>> Begin EXCERPT

"Pégate" (English: "Get Closer") is the second single from Ricky Martin's first live album, MTV Unplugged (2006). It was released on December 19, 2006. The song was written by Martin, Roy Tavaré and Tommy Torres, and produced by Torres.

Composition
The song is a traditional plena rhythm, a popular Puerto Rican genre played with three hand held drums or tambourines, among other instruments. In "Pégate", the traditional plena drums are played by the percussionists of the band Viento de Agua, led by Tito Matos. Cuatro, a traditional string instrument from Puerto Rico, is played by Christian Nieves.

>> End EXCERPT

**TASK A:**
Decide whether each statement agrees with the excerpt about the song "Pégate." For each, answer yes or no and quote the words from the excerpt that settle it.
(i) The song comes from Ricky Martin's second live album.
(ii) Tommy Torres produced the song.
(iii) Christian Nieves plays the cuatro on the song.

>> Begin DATASET RECORDS

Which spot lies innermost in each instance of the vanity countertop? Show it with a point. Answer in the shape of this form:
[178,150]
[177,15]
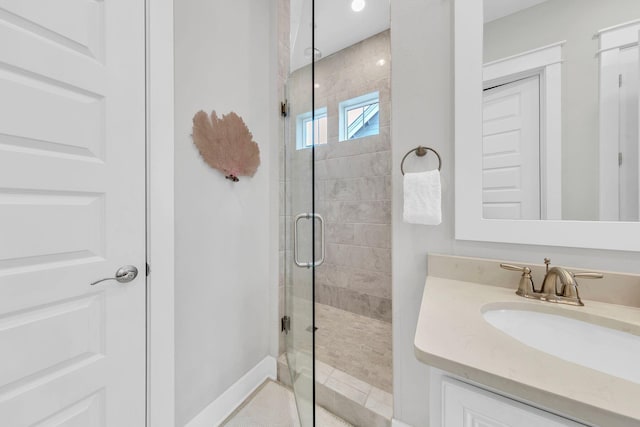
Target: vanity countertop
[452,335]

>> End DATASET RECORDS
>> Begin DATASET RECORDS

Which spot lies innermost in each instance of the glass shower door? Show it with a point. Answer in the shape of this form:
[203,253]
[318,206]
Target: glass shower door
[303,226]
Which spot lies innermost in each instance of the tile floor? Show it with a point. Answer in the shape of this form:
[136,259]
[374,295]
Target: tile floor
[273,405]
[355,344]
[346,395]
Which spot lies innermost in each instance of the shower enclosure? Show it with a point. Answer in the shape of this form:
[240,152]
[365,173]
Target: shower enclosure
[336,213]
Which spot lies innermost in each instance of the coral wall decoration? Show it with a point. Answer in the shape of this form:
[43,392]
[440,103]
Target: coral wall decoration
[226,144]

>> End DATASET RECORDS

**TASK B:** Pick out every line of the entries that contains the word "glass", and copy those lines.

**WRITTEN SOLUTION A:**
(i) No: "the second single from Ricky Martin's first live album"
(ii) Yes: "and produced by Torres"
(iii) Yes: "Cuatro, a traditional string instrument from Puerto Rico, is played by Christian Nieves."

**WRITTEN SOLUTION B:**
Which spot lies innermost in each instance of the glass shower door? Show it with a point. Answer in the shape of this form:
Target: glass shower door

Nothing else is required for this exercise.